◆ WHAT TO WORK ON:
- a) In the passage on AI bias, what three dimensions does Olga Russakovsky's work use to address AI bias?
- b) Using the passage on AI bias, explain why Russakovsky's work addresses AI bias along those three dimensions.

◆ QUOTED PASSAGE:
------------------------------------------------------------
Although changing society’s perception of gender is a mammoth task, understanding how this bias becomes ingrained into AI systems can help our future with this technology. Olga Russakovsky, assistant professor in the Department of Computer Science at Princeton University, spoke to IFLScience about understanding and overcoming these problems.
“AI touches a huge percentage of the world’s population, and the technology is already affecting many aspects of how we live, work, connect, and play,” Russakovsky explained. “[But] when the people who are being impacted by AI applications are not involved in the creation of the technology, we often see outcomes that favor one group over another. This could be related to the datasets used to train AI models, but it could also be related to the issues that AI is deployed to address.”
Therefore her work, she said, focuses on addressing AI bias along three dimensions: the data, the models, and the people building the systems.
“On the data side, in our recent project we systematically identified and remedied fairness issues that resulted from the data collection process in the person subtree of the ImageNet dataset (which is used for object recognition in machine learning),” Russakovsky explained.
------------------------------------------------------------
[Records from a data source]
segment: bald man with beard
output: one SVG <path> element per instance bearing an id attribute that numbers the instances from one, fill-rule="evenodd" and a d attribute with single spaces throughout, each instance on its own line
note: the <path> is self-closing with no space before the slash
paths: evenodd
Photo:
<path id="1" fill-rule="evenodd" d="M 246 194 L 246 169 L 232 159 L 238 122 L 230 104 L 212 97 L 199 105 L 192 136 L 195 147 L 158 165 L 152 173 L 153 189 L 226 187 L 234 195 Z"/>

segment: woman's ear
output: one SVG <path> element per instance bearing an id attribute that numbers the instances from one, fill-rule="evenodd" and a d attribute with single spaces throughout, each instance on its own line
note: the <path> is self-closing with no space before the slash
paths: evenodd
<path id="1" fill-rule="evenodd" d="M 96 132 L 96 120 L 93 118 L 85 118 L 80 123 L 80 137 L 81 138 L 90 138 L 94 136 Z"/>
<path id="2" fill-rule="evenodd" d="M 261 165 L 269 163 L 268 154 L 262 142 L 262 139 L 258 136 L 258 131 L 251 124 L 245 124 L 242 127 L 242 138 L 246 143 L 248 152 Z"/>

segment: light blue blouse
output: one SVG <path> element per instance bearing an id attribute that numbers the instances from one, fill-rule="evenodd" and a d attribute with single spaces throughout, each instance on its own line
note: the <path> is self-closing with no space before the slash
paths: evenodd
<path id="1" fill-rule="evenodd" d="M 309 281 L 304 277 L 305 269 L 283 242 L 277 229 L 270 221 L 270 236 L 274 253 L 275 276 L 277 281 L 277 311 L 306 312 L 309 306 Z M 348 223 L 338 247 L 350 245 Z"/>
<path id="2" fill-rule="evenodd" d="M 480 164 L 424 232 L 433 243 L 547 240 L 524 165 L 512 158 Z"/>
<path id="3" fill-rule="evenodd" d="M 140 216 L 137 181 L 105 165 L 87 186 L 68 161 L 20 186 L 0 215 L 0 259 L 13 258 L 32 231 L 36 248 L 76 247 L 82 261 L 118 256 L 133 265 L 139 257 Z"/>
------------------------------------------------------------
◆ ANSWERS PER TASK:
- a) The data, the models, and the people building the systems.

- b) When the people affected by AI applications aren't involved in creating the technology, the outcomes often favor one group over another. She says this can come from the datasets used to train AI models or from the issues AI is deployed to address. That is why her work takes on the data, the models, and the people building the systems.